EXERCISE DIRECTIONS:
All the lines below need retyping exactly, apart from the images.
==== RECORDS SHOWN
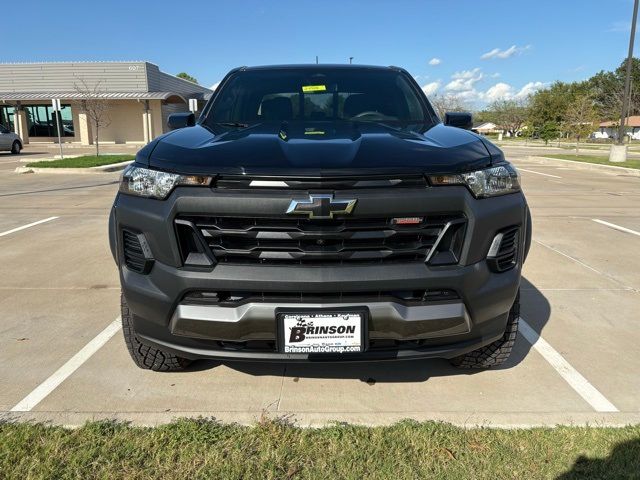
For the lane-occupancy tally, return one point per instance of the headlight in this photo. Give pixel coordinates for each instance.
(145, 182)
(484, 183)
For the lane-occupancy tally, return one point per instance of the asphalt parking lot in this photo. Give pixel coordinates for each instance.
(62, 356)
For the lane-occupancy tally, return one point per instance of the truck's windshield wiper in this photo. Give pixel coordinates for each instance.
(232, 124)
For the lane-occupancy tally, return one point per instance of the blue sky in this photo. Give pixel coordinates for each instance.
(478, 50)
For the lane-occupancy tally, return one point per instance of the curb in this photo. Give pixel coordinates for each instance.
(113, 167)
(27, 159)
(587, 166)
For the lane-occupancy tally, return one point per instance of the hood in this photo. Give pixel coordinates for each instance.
(317, 148)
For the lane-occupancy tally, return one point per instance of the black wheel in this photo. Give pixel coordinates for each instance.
(144, 356)
(497, 352)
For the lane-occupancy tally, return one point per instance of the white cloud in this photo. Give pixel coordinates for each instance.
(502, 54)
(504, 91)
(499, 91)
(464, 80)
(431, 88)
(530, 88)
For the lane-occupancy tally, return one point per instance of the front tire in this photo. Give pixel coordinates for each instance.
(144, 356)
(495, 353)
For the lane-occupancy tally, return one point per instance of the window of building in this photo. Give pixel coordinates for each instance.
(6, 117)
(41, 121)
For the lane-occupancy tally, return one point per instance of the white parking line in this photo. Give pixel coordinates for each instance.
(538, 173)
(616, 227)
(580, 384)
(13, 230)
(65, 371)
(580, 262)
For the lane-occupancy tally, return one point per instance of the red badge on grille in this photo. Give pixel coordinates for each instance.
(407, 220)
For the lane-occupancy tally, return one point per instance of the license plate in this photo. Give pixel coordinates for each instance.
(322, 332)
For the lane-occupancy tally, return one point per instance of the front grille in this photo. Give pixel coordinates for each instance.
(269, 240)
(234, 299)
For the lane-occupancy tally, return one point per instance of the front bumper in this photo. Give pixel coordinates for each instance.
(396, 329)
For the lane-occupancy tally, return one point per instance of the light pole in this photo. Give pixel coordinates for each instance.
(619, 151)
========
REPLY:
For the lane-occupancy tally, return one point per instance of the headlight in this photo. Give pixel coordinates for each instance.
(145, 182)
(484, 183)
For the lane-occupancy tally, return one point per instance of the asphalt parking lot in this photo. Give pixel coordinates for each instance.
(62, 356)
For the lane-occupancy tally, return one point per instance of the truck's windshield wiper in this photo. Give pixel coordinates for each instance.
(232, 124)
For the lane-occupancy tally, return one point per instance of the blue sky in this photo. Give pixel coordinates for each instance.
(478, 50)
For the lane-occupancy tally, return one point per instance of the curb in this photo. Give pixel coordinates for each instance.
(113, 167)
(27, 159)
(587, 166)
For the lane-occupancy tally, return one point per instance of the hood in this photo. Give pixel coordinates for each instance.
(317, 148)
For the lane-occupancy tally, return one point per instance of the black wheel in this photo. Give pixel coordinates for each instance.
(144, 356)
(497, 352)
For the lane-occupancy tally, return one point per instance of the white cloud in this photo. Give pixel coordinates for each instance.
(502, 54)
(504, 91)
(499, 91)
(464, 80)
(431, 88)
(530, 88)
For the lane-occupancy tally, return one point per instance of the front tire in this photo. Give pixel coordinates for each instance.
(144, 356)
(495, 353)
For the lane-occupancy tally, return one point per instance of the window of building in this photo. Give pixel coordinates for each instance.
(6, 117)
(41, 121)
For the lane-occupancy tally, return one point per instance of the white parking line in this photo. Give pixel coordinates for each instance.
(538, 173)
(616, 227)
(580, 384)
(13, 230)
(65, 371)
(580, 262)
For the lane-occupancy tally, return one point per instance of the red badge on grille in this photo. Give pixel coordinates for each instance.
(407, 220)
For the lane-occupancy tally, return one point per instance of the license plate in this photo. Give pixel coordinates for each instance.
(322, 332)
For the lane-occupancy tally, return one point per instance of the front grille in this photo. Give pixel coordinates for each instance.
(269, 240)
(234, 299)
For the lane-occupancy tally, return one point per instance of the front bumper in this photo. Give pixel coordinates for each instance.
(396, 329)
For the lane-occupancy tally, return one point per instance of the light pole in this photo. Give pixel coordinates for each instance.
(619, 151)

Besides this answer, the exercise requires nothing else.